* _Description of the task_
Continue the passage about women embracing the monstrous feminine, picking up right after its last sentence.

* _Passage shown_

It seems to me that this type of rebellion is gaining popularity lately, especially among women, and it can be observed in The Substance as well as the everyday use of terms like “goblin mode” and the plethora of memes depicting sea hags and bog witches plastered all over the internet with captions like “icon behaviour,” “she is everything,” and “how your email finds me.” The monstrous feminine figures that used to scare little girls have become aspirational. You see a picture of a witch with warts on her face stirring a cauldron in her cabin in the woods (which she owns! She’s probably even paid off the mortgage) and you think “if only.”

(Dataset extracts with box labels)

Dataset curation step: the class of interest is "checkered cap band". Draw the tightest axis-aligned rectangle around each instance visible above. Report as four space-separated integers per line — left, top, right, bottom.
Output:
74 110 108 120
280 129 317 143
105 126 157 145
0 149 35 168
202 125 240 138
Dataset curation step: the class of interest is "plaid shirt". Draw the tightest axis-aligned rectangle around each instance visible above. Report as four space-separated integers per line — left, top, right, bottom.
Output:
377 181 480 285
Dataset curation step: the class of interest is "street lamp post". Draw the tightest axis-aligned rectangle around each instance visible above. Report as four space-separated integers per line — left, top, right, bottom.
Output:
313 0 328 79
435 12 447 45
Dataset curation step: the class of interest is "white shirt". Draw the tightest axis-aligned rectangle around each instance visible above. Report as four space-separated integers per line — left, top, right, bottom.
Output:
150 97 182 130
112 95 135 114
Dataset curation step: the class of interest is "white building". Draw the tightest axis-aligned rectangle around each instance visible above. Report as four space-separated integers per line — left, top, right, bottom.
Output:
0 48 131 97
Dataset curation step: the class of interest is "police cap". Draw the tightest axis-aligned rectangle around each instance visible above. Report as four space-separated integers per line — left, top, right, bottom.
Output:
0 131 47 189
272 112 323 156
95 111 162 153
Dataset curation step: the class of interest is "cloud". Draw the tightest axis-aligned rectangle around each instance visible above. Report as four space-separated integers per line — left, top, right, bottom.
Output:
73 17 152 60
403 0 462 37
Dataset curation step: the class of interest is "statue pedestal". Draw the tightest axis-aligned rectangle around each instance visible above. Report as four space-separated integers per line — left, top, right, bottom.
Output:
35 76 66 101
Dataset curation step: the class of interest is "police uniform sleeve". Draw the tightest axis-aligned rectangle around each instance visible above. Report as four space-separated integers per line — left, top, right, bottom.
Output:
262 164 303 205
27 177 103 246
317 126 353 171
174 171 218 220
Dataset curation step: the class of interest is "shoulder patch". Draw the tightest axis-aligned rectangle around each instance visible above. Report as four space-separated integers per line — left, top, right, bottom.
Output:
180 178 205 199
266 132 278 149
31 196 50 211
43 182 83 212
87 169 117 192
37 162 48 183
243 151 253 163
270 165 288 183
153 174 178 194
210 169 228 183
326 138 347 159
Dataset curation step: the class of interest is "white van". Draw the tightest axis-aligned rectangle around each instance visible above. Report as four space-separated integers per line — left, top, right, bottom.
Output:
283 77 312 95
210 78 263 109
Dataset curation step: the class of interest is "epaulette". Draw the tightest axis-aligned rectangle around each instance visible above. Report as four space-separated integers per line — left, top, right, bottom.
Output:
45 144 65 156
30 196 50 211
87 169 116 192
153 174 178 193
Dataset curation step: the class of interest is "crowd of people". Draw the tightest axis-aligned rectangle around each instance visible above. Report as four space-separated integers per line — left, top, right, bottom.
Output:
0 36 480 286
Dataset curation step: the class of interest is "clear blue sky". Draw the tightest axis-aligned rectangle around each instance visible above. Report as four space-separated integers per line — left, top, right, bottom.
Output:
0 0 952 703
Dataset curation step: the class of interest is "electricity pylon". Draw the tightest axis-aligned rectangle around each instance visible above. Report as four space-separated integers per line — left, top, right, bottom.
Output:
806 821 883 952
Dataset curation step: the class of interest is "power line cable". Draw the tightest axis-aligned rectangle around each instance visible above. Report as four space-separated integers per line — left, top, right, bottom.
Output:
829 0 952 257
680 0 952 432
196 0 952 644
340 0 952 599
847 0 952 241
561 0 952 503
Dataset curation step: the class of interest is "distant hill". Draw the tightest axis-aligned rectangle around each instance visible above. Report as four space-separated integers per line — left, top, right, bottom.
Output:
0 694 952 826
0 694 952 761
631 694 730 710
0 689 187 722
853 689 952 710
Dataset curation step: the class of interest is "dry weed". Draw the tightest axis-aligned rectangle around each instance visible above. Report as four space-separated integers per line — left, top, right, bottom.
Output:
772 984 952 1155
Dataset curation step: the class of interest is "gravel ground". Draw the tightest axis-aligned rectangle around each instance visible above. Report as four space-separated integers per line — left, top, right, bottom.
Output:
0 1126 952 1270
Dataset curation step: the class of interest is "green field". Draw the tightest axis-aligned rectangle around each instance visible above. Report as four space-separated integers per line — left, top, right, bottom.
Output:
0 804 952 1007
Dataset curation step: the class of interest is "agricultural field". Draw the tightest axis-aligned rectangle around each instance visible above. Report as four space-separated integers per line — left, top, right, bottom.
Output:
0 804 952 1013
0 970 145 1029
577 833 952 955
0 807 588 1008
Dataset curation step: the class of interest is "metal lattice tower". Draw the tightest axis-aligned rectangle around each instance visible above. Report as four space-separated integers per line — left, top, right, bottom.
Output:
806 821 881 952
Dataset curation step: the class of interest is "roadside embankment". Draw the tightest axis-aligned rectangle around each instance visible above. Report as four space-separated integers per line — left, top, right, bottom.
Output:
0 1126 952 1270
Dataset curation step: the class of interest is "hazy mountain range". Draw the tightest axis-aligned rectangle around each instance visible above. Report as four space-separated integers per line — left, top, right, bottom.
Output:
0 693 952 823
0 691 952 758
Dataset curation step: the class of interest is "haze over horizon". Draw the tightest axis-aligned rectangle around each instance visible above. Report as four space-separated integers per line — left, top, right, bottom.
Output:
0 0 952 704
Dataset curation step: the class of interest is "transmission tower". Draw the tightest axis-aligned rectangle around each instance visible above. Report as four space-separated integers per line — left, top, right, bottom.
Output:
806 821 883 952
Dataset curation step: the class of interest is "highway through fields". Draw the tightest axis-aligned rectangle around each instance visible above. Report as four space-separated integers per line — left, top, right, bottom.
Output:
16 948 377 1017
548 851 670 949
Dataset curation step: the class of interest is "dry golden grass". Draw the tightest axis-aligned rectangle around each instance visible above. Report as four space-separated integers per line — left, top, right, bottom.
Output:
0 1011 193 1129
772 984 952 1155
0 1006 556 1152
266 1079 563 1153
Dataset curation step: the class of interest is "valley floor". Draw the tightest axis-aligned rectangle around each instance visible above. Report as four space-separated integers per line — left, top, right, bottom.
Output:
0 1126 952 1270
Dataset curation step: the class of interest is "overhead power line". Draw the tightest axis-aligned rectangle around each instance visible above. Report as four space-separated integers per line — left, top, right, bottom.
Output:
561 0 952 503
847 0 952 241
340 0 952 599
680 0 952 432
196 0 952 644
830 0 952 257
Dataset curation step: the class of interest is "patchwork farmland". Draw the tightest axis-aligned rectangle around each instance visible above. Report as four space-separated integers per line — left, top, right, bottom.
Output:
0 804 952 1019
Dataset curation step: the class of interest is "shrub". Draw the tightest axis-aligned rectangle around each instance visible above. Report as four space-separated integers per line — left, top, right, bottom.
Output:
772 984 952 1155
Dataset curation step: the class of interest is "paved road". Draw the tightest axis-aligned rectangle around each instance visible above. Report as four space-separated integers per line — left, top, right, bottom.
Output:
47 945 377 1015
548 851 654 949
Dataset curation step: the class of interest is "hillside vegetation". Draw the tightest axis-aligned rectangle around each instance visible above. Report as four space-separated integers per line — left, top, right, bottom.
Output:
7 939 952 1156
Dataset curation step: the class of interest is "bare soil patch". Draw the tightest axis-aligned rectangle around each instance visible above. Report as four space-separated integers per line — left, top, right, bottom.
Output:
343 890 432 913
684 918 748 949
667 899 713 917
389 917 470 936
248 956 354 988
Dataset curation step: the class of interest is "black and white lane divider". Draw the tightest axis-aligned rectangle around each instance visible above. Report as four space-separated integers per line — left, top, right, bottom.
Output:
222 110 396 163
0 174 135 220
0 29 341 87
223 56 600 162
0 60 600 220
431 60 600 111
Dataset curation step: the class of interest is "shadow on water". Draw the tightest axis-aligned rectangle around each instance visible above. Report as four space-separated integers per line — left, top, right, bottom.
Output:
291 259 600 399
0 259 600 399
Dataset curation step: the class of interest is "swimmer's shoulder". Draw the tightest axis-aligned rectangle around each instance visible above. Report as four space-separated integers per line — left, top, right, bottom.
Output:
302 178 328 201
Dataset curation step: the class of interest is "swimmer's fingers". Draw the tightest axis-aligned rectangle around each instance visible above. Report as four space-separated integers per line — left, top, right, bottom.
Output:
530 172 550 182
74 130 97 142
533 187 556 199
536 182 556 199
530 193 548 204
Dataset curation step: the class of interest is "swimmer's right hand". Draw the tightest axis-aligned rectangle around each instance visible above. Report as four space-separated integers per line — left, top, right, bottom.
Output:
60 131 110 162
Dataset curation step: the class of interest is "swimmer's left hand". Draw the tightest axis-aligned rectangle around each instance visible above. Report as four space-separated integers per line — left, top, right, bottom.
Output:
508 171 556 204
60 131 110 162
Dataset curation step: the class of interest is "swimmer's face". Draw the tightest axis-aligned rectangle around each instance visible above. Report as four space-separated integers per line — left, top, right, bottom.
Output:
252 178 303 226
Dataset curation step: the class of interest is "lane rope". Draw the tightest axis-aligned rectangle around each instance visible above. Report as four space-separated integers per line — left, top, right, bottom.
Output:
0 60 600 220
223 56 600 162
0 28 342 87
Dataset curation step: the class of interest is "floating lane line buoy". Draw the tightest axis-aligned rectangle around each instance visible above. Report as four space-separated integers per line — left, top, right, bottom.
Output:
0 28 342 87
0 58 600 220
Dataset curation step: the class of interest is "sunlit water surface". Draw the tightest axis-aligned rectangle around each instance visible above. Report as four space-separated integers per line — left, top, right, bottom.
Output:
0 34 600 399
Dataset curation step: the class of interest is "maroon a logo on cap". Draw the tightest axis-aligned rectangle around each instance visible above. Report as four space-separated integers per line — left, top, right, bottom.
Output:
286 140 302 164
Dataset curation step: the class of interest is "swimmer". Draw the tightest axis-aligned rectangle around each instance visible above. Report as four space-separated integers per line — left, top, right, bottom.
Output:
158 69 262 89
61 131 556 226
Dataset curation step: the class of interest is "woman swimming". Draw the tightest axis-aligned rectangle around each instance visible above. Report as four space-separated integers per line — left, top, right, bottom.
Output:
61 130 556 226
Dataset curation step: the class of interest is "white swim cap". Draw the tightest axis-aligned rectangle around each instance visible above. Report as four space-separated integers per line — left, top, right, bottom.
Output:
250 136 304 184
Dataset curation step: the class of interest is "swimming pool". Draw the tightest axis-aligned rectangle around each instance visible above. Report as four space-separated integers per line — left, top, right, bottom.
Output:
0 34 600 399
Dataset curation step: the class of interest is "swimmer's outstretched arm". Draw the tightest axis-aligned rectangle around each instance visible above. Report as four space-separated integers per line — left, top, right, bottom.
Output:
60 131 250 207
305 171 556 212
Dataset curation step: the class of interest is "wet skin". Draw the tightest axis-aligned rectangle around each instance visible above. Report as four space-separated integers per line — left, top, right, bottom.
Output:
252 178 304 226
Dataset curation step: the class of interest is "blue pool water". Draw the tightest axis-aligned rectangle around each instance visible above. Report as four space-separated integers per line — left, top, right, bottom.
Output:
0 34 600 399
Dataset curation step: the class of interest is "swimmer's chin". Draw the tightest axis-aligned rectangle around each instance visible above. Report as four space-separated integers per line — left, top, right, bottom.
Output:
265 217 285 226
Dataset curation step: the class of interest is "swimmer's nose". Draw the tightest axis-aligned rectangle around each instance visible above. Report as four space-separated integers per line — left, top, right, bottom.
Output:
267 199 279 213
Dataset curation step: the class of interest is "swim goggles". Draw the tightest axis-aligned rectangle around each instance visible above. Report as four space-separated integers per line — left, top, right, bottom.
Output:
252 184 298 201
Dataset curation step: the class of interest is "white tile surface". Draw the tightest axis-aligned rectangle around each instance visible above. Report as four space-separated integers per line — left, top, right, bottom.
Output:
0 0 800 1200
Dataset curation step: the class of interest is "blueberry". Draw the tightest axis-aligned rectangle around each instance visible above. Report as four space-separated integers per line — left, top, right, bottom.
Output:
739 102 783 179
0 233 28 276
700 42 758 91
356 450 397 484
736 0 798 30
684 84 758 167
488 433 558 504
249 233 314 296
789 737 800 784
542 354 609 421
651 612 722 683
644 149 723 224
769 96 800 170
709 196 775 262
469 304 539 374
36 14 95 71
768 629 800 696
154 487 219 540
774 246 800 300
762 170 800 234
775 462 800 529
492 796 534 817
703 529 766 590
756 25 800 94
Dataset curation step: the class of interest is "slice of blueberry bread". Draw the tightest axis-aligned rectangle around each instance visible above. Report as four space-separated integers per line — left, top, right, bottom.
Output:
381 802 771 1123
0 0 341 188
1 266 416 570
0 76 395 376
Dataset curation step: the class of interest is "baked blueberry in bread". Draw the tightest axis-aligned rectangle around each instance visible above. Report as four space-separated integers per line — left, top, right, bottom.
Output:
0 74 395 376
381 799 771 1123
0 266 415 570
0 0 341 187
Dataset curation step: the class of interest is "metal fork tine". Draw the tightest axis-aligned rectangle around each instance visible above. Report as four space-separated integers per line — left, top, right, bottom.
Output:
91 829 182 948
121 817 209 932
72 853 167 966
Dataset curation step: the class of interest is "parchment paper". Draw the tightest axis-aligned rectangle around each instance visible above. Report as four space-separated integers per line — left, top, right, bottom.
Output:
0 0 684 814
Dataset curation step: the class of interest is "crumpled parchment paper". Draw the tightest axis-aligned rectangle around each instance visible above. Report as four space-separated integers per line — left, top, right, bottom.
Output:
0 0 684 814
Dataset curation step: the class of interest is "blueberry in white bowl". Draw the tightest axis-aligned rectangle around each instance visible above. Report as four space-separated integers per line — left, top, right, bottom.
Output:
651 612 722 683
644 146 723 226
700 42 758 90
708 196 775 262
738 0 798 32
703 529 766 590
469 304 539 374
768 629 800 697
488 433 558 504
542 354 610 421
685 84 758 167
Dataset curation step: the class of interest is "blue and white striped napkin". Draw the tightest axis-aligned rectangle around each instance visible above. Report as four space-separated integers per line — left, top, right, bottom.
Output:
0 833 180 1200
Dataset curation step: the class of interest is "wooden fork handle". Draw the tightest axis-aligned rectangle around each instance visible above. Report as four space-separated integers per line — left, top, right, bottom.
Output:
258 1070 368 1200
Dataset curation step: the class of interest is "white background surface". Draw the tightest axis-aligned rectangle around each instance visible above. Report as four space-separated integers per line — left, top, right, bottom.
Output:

* _Written reply_
When you’re watching The Substance, you’re most likely rooting for the aging Elisabeth (Demi Moore), not the perfect-and-perky Sue (Margaret Qualley). Elisabeth is at her most endearing when she enters what I have dubbed her “hag era,” when she has accepted the fact that her body is aging and decaying rapidly to provide Sue with eternal youth, and she starts taking her vengeance on Sue (and on herself, they’re the same person…it’s complicated, go watch the movie for yourself. But don’t if you have a needle phobia). The vengeance comes in the form of, basically, being ugly and gross. She messes up the apartment, cooks and eats fattening foods, curses at the TV while squeezing raw meat between her wrinkled fingers, and lets her coarse grey hair become a tangled birds’ nest. She is Baba Yaga, she is Strega Nona, but she is also kind of just me on a Sunday. She is going goblin mode.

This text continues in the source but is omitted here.